*** Entries supplied

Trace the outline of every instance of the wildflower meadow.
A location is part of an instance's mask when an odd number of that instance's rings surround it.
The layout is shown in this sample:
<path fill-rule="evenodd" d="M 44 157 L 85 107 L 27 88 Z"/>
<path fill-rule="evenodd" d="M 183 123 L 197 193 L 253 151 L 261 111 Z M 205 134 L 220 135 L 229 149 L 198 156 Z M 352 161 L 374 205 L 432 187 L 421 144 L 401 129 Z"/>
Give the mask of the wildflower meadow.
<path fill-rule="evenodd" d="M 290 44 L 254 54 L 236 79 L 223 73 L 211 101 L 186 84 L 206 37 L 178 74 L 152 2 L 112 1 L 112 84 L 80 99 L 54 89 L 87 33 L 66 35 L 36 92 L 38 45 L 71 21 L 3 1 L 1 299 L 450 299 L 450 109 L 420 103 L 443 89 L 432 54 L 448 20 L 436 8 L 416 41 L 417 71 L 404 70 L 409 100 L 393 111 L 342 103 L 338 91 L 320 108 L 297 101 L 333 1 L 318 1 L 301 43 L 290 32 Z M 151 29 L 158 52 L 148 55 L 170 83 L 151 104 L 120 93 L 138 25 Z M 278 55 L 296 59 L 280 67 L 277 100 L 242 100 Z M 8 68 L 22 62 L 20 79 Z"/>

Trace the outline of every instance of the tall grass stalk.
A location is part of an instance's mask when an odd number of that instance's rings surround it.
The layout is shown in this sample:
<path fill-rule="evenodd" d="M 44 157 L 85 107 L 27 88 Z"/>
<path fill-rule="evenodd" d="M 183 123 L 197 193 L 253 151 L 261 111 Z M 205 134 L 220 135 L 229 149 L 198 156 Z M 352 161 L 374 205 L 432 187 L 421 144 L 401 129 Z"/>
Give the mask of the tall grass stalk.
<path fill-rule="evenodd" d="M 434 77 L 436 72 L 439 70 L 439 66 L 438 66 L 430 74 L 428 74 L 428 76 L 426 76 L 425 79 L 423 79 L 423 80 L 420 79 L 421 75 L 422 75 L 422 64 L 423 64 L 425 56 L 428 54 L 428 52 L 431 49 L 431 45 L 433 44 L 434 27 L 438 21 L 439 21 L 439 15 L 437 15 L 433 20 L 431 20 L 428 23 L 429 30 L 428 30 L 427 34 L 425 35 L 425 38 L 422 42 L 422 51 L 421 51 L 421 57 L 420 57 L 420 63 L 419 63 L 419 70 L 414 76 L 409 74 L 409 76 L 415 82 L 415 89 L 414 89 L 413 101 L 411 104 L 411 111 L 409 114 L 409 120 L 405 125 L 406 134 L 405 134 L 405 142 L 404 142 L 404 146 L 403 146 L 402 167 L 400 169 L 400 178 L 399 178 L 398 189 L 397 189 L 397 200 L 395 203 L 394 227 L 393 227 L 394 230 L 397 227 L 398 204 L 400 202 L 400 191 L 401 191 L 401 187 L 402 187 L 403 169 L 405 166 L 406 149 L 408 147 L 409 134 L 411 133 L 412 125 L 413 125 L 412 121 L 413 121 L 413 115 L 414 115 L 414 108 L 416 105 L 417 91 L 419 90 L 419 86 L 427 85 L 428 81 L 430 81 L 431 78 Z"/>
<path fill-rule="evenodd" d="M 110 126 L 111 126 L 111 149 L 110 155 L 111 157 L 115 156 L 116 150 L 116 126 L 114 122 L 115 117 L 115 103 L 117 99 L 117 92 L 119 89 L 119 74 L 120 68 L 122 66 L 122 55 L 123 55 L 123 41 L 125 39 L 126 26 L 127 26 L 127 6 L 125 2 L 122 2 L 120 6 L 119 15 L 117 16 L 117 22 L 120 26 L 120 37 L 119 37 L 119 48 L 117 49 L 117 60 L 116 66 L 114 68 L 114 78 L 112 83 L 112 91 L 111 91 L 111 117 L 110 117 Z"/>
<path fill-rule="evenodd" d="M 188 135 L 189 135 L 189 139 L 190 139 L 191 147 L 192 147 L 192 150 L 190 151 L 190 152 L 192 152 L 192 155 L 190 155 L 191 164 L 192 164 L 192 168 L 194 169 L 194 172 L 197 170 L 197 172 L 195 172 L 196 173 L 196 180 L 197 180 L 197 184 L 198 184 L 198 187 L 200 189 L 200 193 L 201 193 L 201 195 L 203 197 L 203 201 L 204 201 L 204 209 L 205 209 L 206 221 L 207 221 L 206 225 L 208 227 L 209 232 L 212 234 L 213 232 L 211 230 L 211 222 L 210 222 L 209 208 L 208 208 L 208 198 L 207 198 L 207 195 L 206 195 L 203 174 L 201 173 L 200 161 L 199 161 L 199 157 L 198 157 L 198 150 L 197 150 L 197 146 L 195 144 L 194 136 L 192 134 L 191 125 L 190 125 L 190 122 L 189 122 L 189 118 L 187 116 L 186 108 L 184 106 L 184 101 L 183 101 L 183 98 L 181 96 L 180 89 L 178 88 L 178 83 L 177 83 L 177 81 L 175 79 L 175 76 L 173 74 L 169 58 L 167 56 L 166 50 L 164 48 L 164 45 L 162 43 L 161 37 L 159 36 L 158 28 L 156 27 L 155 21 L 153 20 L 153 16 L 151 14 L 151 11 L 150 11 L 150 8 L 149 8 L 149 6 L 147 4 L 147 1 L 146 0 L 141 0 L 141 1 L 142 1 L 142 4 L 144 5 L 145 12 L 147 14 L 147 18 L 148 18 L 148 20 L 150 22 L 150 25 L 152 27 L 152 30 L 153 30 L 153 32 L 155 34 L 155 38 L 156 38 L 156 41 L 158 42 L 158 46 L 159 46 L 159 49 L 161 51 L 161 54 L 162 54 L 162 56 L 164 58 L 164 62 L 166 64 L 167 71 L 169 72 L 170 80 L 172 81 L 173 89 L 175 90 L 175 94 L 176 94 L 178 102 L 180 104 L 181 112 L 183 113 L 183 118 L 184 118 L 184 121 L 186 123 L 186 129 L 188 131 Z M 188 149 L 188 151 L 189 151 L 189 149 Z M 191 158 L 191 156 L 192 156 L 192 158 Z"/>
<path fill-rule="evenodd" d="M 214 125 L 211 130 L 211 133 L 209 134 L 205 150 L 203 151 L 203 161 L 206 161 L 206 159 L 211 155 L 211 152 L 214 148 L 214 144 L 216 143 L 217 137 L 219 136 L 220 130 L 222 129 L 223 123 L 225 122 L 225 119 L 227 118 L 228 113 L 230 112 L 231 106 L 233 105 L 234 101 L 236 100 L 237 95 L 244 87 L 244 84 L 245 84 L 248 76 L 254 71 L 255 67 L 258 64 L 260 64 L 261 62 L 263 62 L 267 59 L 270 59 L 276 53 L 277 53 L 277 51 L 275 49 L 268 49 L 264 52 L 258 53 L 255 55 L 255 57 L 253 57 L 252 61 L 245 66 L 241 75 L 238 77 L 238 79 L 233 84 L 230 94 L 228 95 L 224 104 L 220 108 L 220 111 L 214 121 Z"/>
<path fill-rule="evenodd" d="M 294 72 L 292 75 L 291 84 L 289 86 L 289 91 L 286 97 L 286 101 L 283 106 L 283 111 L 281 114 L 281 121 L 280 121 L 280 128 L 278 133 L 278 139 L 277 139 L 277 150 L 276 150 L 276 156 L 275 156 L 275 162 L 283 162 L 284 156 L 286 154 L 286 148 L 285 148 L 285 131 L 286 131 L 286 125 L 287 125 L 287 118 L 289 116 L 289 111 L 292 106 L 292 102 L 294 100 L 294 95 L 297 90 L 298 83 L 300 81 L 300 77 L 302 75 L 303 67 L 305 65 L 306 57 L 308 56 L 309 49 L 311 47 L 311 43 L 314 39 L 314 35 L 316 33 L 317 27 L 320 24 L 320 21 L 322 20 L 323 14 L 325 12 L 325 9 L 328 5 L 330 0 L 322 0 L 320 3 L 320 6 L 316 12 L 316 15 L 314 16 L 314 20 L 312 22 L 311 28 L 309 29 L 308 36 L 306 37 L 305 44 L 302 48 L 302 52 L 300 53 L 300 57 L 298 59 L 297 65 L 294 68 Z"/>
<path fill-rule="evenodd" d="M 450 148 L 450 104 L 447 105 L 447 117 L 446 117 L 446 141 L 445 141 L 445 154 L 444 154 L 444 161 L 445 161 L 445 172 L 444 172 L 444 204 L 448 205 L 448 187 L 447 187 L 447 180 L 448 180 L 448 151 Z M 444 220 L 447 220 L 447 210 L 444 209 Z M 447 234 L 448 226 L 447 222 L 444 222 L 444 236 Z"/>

******

= Written problem =
Offset the rows starting with the line containing "Trace the outline of every instance of the tall" and going on through the line containing "434 77 L 436", both included: reproduce every one of those lines, requests too, adding 137 to each coordinate in the answer paths while leaving the requests and their sample paths unchanged.

= The output =
Trace the outline of every instance of the tall grass stalk.
A location is part of an instance's mask when an odd number of that instance's rings surround it.
The layout is shown in this sample:
<path fill-rule="evenodd" d="M 44 157 L 85 107 L 27 88 Z"/>
<path fill-rule="evenodd" d="M 183 123 L 197 193 L 253 151 L 261 111 Z M 205 134 L 220 135 L 229 149 L 198 156 Z M 352 161 L 374 205 L 432 187 L 421 144 L 401 129 Z"/>
Give the mask of the tall grass stalk.
<path fill-rule="evenodd" d="M 571 214 L 573 209 L 576 207 L 576 203 L 575 203 L 567 211 L 565 211 L 565 213 L 563 213 L 562 216 L 560 216 L 560 217 L 557 216 L 558 212 L 559 212 L 559 201 L 560 201 L 562 193 L 565 191 L 565 189 L 568 186 L 568 182 L 570 181 L 571 164 L 575 158 L 576 158 L 576 152 L 574 152 L 570 157 L 568 157 L 565 160 L 566 167 L 565 167 L 564 171 L 562 172 L 562 175 L 559 179 L 559 188 L 558 188 L 558 194 L 557 194 L 557 200 L 556 200 L 556 207 L 551 213 L 546 211 L 546 213 L 552 219 L 552 226 L 551 226 L 550 238 L 548 241 L 548 248 L 546 251 L 546 257 L 542 262 L 543 271 L 542 271 L 542 279 L 541 279 L 541 283 L 540 283 L 539 304 L 537 306 L 537 315 L 536 315 L 535 326 L 534 326 L 534 337 L 532 340 L 531 364 L 530 364 L 531 367 L 534 364 L 535 341 L 537 339 L 537 328 L 538 328 L 538 324 L 539 324 L 540 306 L 542 303 L 543 286 L 545 284 L 546 271 L 548 270 L 549 262 L 550 262 L 549 258 L 550 258 L 550 252 L 551 252 L 551 245 L 553 242 L 554 228 L 556 227 L 556 223 L 564 222 L 565 218 L 567 218 L 568 215 Z"/>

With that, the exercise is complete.